[begin Task material]

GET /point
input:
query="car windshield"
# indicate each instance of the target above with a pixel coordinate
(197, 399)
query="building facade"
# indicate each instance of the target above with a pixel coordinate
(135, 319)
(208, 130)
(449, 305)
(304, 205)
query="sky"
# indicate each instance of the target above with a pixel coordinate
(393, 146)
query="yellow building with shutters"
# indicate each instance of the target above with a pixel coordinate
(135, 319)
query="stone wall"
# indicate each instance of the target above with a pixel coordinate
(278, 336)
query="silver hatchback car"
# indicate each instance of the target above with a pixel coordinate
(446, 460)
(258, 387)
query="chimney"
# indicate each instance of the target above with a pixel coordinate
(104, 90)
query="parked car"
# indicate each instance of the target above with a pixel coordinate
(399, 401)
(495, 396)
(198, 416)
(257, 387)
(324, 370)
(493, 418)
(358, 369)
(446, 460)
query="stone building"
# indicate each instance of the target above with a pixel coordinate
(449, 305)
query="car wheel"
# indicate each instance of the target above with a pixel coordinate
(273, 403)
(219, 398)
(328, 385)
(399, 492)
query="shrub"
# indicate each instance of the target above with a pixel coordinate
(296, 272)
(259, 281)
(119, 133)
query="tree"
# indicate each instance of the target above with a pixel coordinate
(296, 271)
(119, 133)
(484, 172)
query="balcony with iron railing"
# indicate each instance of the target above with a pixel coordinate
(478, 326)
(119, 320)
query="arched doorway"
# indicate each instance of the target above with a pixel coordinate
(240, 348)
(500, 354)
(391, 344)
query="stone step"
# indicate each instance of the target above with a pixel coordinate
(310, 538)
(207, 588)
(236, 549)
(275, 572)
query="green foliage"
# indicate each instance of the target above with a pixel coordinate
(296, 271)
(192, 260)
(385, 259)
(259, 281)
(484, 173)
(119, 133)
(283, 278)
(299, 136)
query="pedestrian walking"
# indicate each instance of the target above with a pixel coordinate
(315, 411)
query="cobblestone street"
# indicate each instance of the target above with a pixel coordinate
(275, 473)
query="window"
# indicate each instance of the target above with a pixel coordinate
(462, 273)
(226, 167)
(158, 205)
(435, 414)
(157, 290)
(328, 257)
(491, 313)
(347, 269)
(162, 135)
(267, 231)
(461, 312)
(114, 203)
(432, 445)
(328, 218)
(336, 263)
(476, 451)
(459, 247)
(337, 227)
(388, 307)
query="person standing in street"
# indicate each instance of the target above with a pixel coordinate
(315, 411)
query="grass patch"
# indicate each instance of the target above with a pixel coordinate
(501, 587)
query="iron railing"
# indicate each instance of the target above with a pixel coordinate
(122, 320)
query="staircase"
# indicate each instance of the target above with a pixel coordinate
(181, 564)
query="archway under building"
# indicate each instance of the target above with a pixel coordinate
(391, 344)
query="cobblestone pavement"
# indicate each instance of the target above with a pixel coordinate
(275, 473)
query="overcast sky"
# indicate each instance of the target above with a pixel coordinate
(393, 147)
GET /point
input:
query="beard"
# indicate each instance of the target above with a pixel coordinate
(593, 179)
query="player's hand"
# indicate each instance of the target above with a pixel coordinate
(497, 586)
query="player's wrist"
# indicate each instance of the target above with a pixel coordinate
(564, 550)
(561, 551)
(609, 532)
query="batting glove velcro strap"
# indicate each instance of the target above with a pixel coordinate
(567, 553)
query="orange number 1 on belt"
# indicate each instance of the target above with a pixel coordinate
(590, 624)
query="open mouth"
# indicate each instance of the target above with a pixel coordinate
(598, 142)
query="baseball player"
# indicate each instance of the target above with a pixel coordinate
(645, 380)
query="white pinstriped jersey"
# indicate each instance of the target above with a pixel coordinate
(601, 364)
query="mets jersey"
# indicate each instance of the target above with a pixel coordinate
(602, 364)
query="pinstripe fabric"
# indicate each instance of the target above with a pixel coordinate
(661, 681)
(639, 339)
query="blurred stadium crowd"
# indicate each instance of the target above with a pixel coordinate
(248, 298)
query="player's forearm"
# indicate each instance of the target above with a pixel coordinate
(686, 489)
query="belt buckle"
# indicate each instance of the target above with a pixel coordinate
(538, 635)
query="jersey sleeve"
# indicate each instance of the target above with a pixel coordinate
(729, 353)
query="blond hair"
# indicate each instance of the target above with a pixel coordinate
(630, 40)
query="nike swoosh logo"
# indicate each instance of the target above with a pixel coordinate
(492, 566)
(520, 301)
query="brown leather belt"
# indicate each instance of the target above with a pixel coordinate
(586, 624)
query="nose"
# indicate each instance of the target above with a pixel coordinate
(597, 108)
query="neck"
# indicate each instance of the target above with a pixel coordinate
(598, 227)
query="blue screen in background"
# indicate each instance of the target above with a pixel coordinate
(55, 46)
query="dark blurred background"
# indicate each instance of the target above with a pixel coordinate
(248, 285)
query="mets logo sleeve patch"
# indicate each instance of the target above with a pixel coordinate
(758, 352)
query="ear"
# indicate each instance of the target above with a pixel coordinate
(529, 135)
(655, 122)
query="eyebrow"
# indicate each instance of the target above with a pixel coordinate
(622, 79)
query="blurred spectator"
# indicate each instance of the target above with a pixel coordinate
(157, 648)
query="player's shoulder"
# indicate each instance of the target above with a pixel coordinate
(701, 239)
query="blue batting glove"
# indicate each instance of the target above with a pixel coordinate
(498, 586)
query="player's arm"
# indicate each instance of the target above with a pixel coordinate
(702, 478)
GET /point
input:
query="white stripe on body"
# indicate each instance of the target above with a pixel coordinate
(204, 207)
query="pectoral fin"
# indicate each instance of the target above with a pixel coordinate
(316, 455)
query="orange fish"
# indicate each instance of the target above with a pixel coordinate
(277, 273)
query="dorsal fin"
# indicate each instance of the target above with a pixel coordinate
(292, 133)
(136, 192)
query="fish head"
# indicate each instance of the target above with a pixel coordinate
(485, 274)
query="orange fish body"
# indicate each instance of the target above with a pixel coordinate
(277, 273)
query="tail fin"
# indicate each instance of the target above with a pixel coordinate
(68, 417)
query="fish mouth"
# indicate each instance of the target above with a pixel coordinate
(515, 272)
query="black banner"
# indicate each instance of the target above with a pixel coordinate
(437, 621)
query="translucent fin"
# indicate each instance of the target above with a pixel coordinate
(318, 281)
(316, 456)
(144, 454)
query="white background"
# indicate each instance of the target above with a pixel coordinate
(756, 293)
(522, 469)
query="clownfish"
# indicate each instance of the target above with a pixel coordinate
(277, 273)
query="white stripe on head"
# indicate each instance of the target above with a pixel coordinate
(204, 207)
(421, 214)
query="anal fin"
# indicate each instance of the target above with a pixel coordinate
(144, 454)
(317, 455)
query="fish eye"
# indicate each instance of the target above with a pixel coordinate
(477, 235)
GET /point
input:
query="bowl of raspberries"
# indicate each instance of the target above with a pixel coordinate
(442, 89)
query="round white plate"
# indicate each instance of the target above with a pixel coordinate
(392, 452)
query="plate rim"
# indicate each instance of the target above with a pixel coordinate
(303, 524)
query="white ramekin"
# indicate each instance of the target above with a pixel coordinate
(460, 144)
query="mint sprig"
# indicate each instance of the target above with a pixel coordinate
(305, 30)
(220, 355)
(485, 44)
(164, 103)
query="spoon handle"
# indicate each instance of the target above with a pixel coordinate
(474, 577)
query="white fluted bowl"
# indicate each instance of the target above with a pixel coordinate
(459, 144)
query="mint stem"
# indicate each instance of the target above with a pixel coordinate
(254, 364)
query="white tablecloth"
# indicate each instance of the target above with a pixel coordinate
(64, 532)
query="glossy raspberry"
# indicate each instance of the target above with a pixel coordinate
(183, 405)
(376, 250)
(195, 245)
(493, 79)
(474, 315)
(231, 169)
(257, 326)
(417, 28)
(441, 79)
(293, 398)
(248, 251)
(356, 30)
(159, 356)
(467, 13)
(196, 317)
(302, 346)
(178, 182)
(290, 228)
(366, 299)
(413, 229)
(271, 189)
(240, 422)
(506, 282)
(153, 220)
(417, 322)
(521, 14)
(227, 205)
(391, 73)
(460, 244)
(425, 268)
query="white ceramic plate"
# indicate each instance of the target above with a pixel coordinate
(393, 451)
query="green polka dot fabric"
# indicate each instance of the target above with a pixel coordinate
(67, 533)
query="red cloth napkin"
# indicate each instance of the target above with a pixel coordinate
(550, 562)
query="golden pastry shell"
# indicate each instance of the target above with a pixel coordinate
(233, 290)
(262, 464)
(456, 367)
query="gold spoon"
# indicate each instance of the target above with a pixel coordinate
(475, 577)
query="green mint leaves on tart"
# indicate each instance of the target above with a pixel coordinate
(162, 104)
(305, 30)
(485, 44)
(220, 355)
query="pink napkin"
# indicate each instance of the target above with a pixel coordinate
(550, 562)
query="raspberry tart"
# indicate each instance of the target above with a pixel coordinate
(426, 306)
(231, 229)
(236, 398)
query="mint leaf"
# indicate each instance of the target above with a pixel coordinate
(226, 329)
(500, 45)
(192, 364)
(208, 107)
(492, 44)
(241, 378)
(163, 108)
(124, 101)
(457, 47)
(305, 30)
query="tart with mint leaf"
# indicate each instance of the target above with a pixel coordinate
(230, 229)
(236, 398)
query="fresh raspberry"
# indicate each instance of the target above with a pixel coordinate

[end Task material]

Please copy, character for character, the part of the records that opens with the line containing "mint leaves on" and runs through the end of the records, including both ends.

query="green mint leaves on tart"
# indicate each instance of the target above with a pixel coordinate
(162, 104)
(305, 30)
(485, 44)
(220, 355)
query="pink napkin"
# indicate each instance of the target above with a pixel coordinate
(550, 562)
query="raspberry tart"
# indicate each instance of the target above with a pixel coordinate
(426, 306)
(231, 229)
(236, 398)
query="mint leaf"
# indicate each instance of the target above with a pixel coordinate
(226, 329)
(500, 45)
(192, 364)
(208, 107)
(492, 44)
(241, 378)
(163, 108)
(124, 101)
(457, 47)
(305, 30)
query="tart with mint leaf"
# indicate each instance of the target above with a pixel coordinate
(230, 229)
(236, 398)
query="fresh raspberry"
# indicate each instance of the target above with a pixel coordinate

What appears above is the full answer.